Each record has to be repeated exactly as given.

▶ _Material provided_:
◇ ◇ ◇ ◇ ◇ ◇ ◇

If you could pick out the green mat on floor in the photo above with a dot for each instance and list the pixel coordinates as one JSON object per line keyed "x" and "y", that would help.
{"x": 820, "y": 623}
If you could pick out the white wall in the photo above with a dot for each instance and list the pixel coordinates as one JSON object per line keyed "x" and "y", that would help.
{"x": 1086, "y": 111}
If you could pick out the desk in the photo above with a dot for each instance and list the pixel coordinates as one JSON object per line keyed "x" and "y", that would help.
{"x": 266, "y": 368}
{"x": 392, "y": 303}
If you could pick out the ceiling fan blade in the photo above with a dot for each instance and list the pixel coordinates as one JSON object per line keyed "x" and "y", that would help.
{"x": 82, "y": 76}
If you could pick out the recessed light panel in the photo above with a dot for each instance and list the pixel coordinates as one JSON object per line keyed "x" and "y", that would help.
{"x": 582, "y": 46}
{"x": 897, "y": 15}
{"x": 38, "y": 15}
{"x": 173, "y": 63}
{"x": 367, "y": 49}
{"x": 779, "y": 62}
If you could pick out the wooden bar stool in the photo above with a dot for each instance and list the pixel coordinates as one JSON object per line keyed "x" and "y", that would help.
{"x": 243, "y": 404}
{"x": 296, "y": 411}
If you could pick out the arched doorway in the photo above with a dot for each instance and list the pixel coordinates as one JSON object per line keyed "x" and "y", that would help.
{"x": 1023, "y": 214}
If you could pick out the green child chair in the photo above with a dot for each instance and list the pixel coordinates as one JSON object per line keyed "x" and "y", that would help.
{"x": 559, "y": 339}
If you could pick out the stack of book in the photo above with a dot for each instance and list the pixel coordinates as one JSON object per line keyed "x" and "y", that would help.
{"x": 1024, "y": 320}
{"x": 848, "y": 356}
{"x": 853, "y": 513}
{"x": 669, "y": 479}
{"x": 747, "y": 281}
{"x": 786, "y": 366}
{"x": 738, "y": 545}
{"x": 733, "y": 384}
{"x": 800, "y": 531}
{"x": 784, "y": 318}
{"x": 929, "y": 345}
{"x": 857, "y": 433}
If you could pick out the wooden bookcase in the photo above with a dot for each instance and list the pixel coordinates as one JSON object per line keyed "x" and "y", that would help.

◇ ◇ ◇ ◇ ◇ ◇ ◇

▶ _Answer space_:
If you could pick out the green mat on floor in the photo above with a dot for each instance and list the pixel coordinates as one JSON object per line keyed "x" and "y", that would help.
{"x": 820, "y": 623}
If you could pick out the white wall in the photo above with a dot for each instance and list the pixel coordinates as one JSON object per line keyed "x" and "y", that would help.
{"x": 1086, "y": 111}
If you could pick out the desk in the photo above with a dot for each instance and list the pixel coordinates as one JSON object per line keyed "x" and "y", that would help.
{"x": 266, "y": 368}
{"x": 392, "y": 303}
If you could pick out the ceiling fan blade in the photo above with a dot for each instance and list the pixel coordinates as one JSON object per line keyed "x" and "y", that would help.
{"x": 82, "y": 76}
If you could pick out the recessed light panel in the photo above with a dot for each instance and list the pixel coordinates as one JSON object per line keyed "x" and "y", that would help.
{"x": 582, "y": 46}
{"x": 897, "y": 15}
{"x": 38, "y": 15}
{"x": 173, "y": 63}
{"x": 367, "y": 49}
{"x": 779, "y": 62}
If you could pick out the wooden bar stool in the photo above with a dot for each instance and list the pixel coordinates as one JSON object per line keyed "x" and "y", that would help.
{"x": 243, "y": 404}
{"x": 296, "y": 411}
If you could pick out the arched doorway in the photo above with a dot for each instance and list the pixel coordinates as one JSON object per line keyed "x" and "y", that would help.
{"x": 1023, "y": 214}
If you could pick out the green child chair in the photo above with a dot for each instance and list the pixel coordinates as one JSON object per line keyed "x" and "y", that would help.
{"x": 559, "y": 339}
If you could pick out the stack of book in the photo above with a dot for each instance and list the pixel coordinates as one JSON object per line keyed "x" and "y", that would help.
{"x": 1024, "y": 320}
{"x": 848, "y": 356}
{"x": 853, "y": 513}
{"x": 669, "y": 479}
{"x": 747, "y": 281}
{"x": 786, "y": 366}
{"x": 738, "y": 545}
{"x": 733, "y": 384}
{"x": 800, "y": 531}
{"x": 784, "y": 318}
{"x": 929, "y": 345}
{"x": 857, "y": 433}
If you could pick out the wooden bookcase in the photo above with a dot for each instance and list the pixel coordinates as one JSON object per line keyed "x" and "y", that would help.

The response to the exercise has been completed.